◆ **PROVIDED PASSAGE**
----
Tuesday, August 25, 2009

abandonment as a theme

This winter, in the midst of the worst time of my life, I read A Million Little Pieces by James Frey. Then My Friend Leonard by the same guy. He is now one of my favorite authors, although I read his newest book about L.A. which didn't pierce my heart the way the aforementioned two did. Really, that's how I felt. I feel like I went through my darkest time with him by reading his book about his hell while I was experiencing my own version. I could care less about the whole memoir/fiction bs controversy that Oprah drummed up. I just think he is an AMAZING writer who elicited deep deep emotions from the inner place of my heart and my gut.

Is it the plight of adoptees to have their underlying story be fundamental disconnection? I like the fact that I feel so connected to Frey, but I remind myself I have never met him in person. My personal connections are all somewhat tenuous, especially the ones that matter most. I end up feeling abandoned on a regular basis by the people closest to me, over and over again. The result is feeling alone. Like a lone agent in the world with no one really there to back me up.
----
◆ **PROBLEM SET**
a: Copy the blog post word for word from "Tuesday, August 25, 2009" to "and my gut.".
b: List every book by James Frey that the blog post mentions. Give each title where the post names it, and the post's description where it doesn't.
----
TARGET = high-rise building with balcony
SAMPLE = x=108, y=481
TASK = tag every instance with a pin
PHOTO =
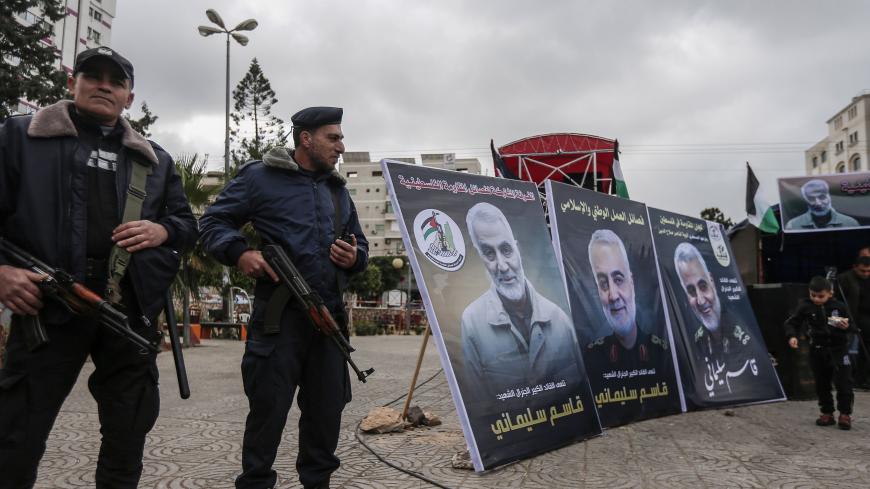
x=845, y=149
x=87, y=24
x=368, y=189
----
◆ **ANSWER LIST**
a:
Tuesday, August 25, 2009

abandonment as a theme

This winter, in the midst of the worst time of my life, I read A Million Little Pieces by James Frey. Then My Friend Leonard by the same guy. He is now one of my favorite authors, although I read his newest book about L.A. which didn't pierce my heart the way the aforementioned two did. Really, that's how I felt. I feel like I went through my darkest time with him by reading his book about his hell while I was experiencing my own version. I could care less about the whole memoir/fiction bs controversy that Oprah drummed up. I just think he is an AMAZING writer who elicited deep deep emotions from the inner place of my heart and my gut.

b:
- A Million Little Pieces
- My Friend Leonard
- his newest book about L.A.